* Start MATERIAL FOR THIS TASK *

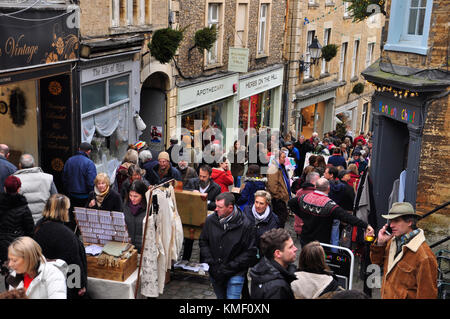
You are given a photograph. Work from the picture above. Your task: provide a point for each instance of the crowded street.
(206, 150)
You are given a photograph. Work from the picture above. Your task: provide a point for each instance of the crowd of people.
(243, 241)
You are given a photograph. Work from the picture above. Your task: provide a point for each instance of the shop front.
(109, 102)
(314, 109)
(205, 109)
(397, 125)
(37, 88)
(260, 99)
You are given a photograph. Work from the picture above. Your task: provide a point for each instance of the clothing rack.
(149, 204)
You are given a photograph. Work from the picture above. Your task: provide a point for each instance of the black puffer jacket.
(271, 281)
(15, 221)
(231, 251)
(59, 242)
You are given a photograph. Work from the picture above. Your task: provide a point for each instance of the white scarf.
(259, 218)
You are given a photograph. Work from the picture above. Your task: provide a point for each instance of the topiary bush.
(358, 88)
(329, 51)
(205, 38)
(165, 43)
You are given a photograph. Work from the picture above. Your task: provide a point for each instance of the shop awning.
(416, 80)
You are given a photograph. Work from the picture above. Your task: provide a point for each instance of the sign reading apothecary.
(106, 112)
(206, 92)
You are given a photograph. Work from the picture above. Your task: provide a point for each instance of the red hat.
(12, 184)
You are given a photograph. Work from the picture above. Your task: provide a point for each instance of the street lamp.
(315, 50)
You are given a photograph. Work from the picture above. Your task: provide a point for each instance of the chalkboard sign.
(56, 124)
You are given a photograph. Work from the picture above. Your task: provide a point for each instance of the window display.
(105, 125)
(255, 111)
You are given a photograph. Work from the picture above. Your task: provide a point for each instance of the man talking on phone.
(409, 266)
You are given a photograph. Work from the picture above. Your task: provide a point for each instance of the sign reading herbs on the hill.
(35, 37)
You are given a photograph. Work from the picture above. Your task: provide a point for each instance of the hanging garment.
(166, 232)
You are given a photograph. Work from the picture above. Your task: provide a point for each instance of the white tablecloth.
(110, 289)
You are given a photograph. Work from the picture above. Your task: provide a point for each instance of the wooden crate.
(121, 273)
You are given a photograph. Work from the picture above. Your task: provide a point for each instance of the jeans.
(230, 290)
(335, 234)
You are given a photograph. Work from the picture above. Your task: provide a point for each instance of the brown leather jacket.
(412, 274)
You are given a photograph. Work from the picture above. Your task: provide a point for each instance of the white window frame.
(398, 40)
(342, 64)
(346, 11)
(241, 40)
(364, 116)
(129, 11)
(213, 53)
(369, 53)
(263, 28)
(309, 66)
(326, 40)
(406, 35)
(115, 13)
(355, 59)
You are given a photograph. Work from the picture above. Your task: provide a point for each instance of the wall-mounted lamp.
(315, 50)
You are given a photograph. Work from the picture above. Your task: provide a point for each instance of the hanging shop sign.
(206, 92)
(260, 83)
(36, 37)
(56, 136)
(238, 60)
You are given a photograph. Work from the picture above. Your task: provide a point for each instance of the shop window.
(209, 115)
(118, 89)
(213, 19)
(105, 125)
(93, 96)
(255, 111)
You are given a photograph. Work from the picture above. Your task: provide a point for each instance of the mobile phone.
(388, 230)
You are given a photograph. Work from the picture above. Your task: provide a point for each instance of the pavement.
(186, 286)
(183, 285)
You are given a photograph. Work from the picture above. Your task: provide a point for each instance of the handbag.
(140, 124)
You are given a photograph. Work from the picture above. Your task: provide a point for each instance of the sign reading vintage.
(35, 37)
(56, 124)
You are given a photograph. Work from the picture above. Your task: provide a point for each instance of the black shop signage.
(37, 37)
(398, 109)
(56, 124)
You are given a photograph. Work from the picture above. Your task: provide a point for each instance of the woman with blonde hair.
(314, 277)
(103, 196)
(40, 278)
(59, 242)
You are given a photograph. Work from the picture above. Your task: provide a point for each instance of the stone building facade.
(319, 95)
(412, 100)
(230, 99)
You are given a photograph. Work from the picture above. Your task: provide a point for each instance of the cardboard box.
(193, 210)
(121, 273)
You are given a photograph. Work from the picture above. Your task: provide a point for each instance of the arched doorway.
(153, 111)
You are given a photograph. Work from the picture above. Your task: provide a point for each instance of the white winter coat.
(50, 283)
(37, 187)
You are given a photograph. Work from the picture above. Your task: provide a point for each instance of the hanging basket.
(358, 88)
(329, 51)
(205, 38)
(165, 43)
(18, 107)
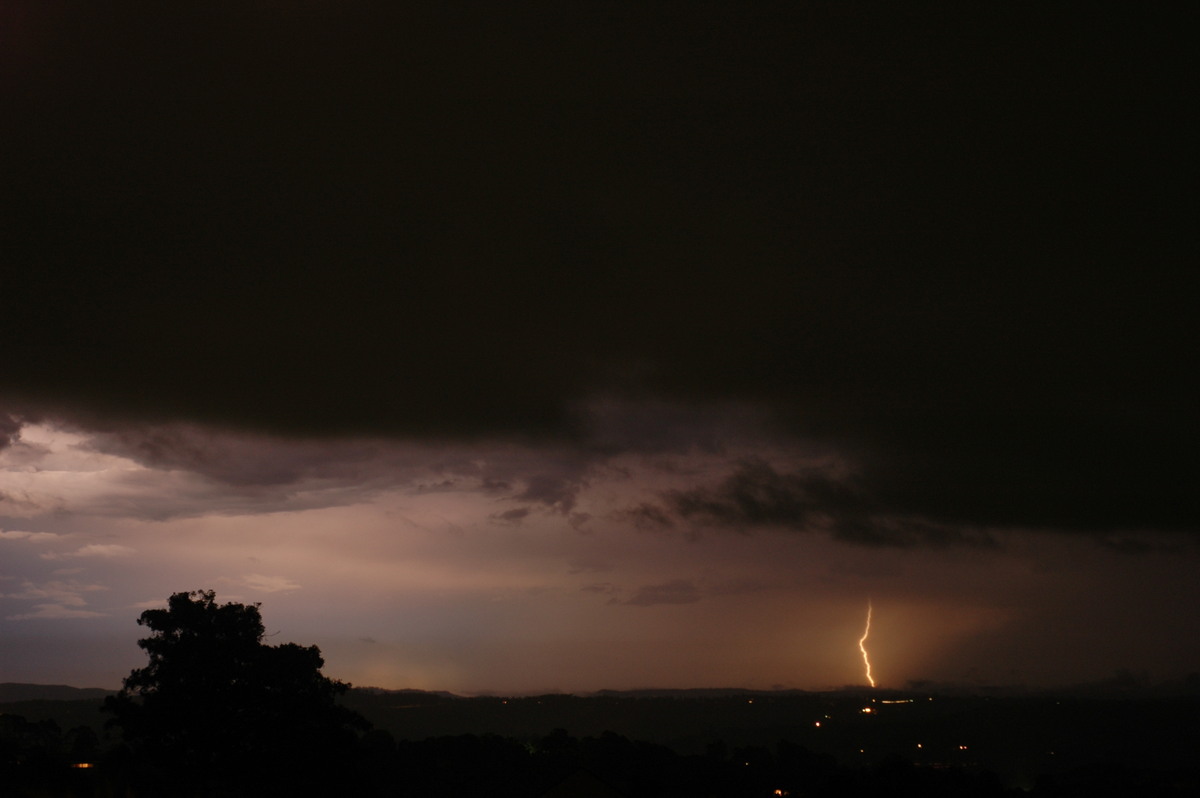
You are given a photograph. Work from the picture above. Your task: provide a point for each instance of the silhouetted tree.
(219, 711)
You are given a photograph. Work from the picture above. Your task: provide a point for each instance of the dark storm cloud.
(673, 592)
(9, 429)
(756, 495)
(946, 244)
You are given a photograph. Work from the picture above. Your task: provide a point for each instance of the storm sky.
(595, 345)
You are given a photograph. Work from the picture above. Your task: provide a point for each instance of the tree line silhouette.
(217, 713)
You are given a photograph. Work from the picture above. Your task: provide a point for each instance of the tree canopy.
(216, 702)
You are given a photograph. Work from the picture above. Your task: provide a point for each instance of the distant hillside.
(12, 691)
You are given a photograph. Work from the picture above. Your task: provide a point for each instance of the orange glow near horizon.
(862, 645)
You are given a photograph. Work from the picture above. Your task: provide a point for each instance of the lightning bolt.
(862, 642)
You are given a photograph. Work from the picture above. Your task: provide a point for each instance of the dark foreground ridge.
(217, 713)
(663, 743)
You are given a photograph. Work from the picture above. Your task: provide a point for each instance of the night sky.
(598, 345)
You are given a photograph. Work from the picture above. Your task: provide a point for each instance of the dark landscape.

* End MATERIAL FOR THIS TASK *

TASK TO COMPLETE -> Transcribe the entries above verbatim, omitting their pictures.

COMPLETE RESPONSE ->
You are given a photograph. Work from the picture above. Your task: provide a point for each instance of the crowded street.
(206, 150)
You are given a photograph. Work from the picture above. Your task: provide a point for each instance of the crowd of people.
(243, 241)
You are given a photograph. Work from the picture above. Your task: provide a point for each instance of the shop front.
(109, 102)
(314, 109)
(205, 109)
(397, 125)
(37, 88)
(260, 99)
You are given a photograph. Work from the picture above. Your task: provide a point for each instance of the clothing rack.
(149, 204)
You are given a photograph. Work from the picture above. Your task: provide a point for each instance of the black puffer jacket.
(271, 281)
(15, 221)
(231, 251)
(59, 242)
You are given a photograph. Work from the picture above. Your task: provide a point for each instance of the white scarf.
(259, 218)
You are given a photograph. Work from the picture above. Your task: provide a point for each instance of the topiary bush.
(358, 88)
(329, 51)
(205, 38)
(165, 43)
You are given a photograph. Work from the picture above. Your task: provide a point for each instance of the shop awning.
(416, 80)
You are given a photograph. Work from the picture above. Your task: provide a point for each instance of the sign reading apothecary.
(106, 112)
(206, 92)
You are given a photograph. Work from the picture above. Your task: provide a point for each instance of the red hat.
(12, 184)
You are given a photograph. Work from the picture above. Your task: provide a point for each instance of the street lamp.
(315, 50)
You are given a photograph. Work from the picture above. Your task: provide a point for each instance of the chalkboard sign.
(56, 124)
You are given a photograph. Work from the picture above. Your task: provide a point for each instance of the window display.
(105, 125)
(255, 111)
You are given a photograph. Work from the picture above. Your task: provide a point for each instance of the man talking on phone.
(409, 266)
You are given a photograph. Work from the picture above. Your task: provide a point for each instance of the sign reading herbs on the hill.
(35, 37)
You are given a photograph. Work from the picture above. Your task: provide a point for each instance of the hanging garment.
(166, 232)
You are given a photograph. Work from the picture above. Your task: provide a point for each instance of the white tablecloth.
(110, 289)
You are given a photograph. Work from the picture above. Your task: provide a point for each instance of the wooden crate.
(121, 273)
You are given a photograph. Work from the picture above. Your task: provide a point for each instance of the jeans.
(230, 290)
(335, 234)
You are given a photograph. Work from the picture above. Your task: provide a point for each instance of the brown leather jacket.
(412, 274)
You are given a photograph. Work from the picture above. Your task: provide a point for each instance of the white window frame.
(398, 40)
(342, 64)
(346, 11)
(241, 40)
(364, 116)
(129, 11)
(213, 53)
(369, 53)
(263, 28)
(309, 66)
(326, 40)
(406, 35)
(115, 13)
(355, 59)
You are given a photograph. Work from the picture above. Your task: provide a point for each instance of the wall-mounted lamp.
(315, 50)
You are given a photograph. Work from the picture above. Your task: provide a point for each instance of the hanging shop sign.
(206, 92)
(260, 83)
(36, 37)
(56, 136)
(238, 60)
You are given a photograph. Work from the picture above. Your task: provide a point for each instance of the shop window.
(209, 115)
(118, 89)
(213, 19)
(105, 125)
(93, 96)
(255, 111)
You are given a photograph. Work from the picture above. Your task: provide a point for each instance of the mobile phone.
(388, 230)
You are given a photograph. Work from the picture above. Your task: provide a point for each instance of the pavement.
(186, 286)
(183, 285)
You are given a photograph. Work from the picture above. Your task: provide a point for each instance of the handbag.
(140, 124)
You are given a photograph. Work from the picture above. Your task: provide a point for each instance of the sign reading vintage.
(35, 37)
(56, 124)
You are given a photograph. Work from the picture above. Your task: provide a point for each instance of the black shop signage.
(37, 37)
(398, 109)
(56, 124)
You are given a photograph. Work from the picture above. Your task: provide a point for each instance of the woman with blonde hair.
(314, 277)
(103, 196)
(40, 278)
(59, 242)
You are given a photograph. Work from the picture above. Your task: provide a point for each instance of the stone building facade.
(319, 95)
(412, 100)
(230, 99)
You are given a photograph. Work from the picture above. Your task: provide a point for each instance of the cardboard box.
(193, 210)
(121, 273)
You are given a photograph. Work from the picture above. Your task: provide a point for each instance of the arched doorway.
(153, 111)
You are given a photograph. Work from the picture above. Your task: provide a point for each instance of the white winter coat.
(50, 283)
(37, 187)
You are given a photograph. Work from the picture above. Your task: provide a point for each instance of the hanging basket.
(358, 88)
(329, 51)
(205, 38)
(165, 43)
(18, 107)
You are given a photograph. Work from the picture above. Your task: provide a point for each instance of the silhouetted tree.
(219, 711)
You are given a photograph. Work from the picture above. Your task: provide a point for each instance of the dark storm cloud.
(673, 592)
(9, 429)
(756, 495)
(946, 244)
You are given a photograph. Work from the picture above. Your task: provide a point for each instance of the storm sky.
(595, 345)
You are given a photograph. Work from the picture above. Your task: provide a point for each instance of the tree line silhouette.
(217, 713)
You are given a photograph. Work from the picture above. Your task: provide a point for each instance of the tree canopy.
(216, 702)
You are given a photograph. Work from the picture above. Your task: provide a point for each instance of the distant hillside.
(12, 691)
You are given a photograph. Work from the picture above. Your task: provide a point for each instance of the orange glow near horizon.
(862, 645)
You are given a photograph. Work from the picture above. Your task: provide a point for each instance of the lightning bolt.
(862, 642)
You are given a photograph. Work from the picture above. Your task: provide a point for each instance of the dark foreground ridge.
(217, 713)
(663, 743)
You are given a photograph. Work from the picture above. Your task: provide a point for each instance of the night sky.
(598, 345)
You are given a photograph. Work from the picture above. Your task: provide a point for each instance of the dark landscape.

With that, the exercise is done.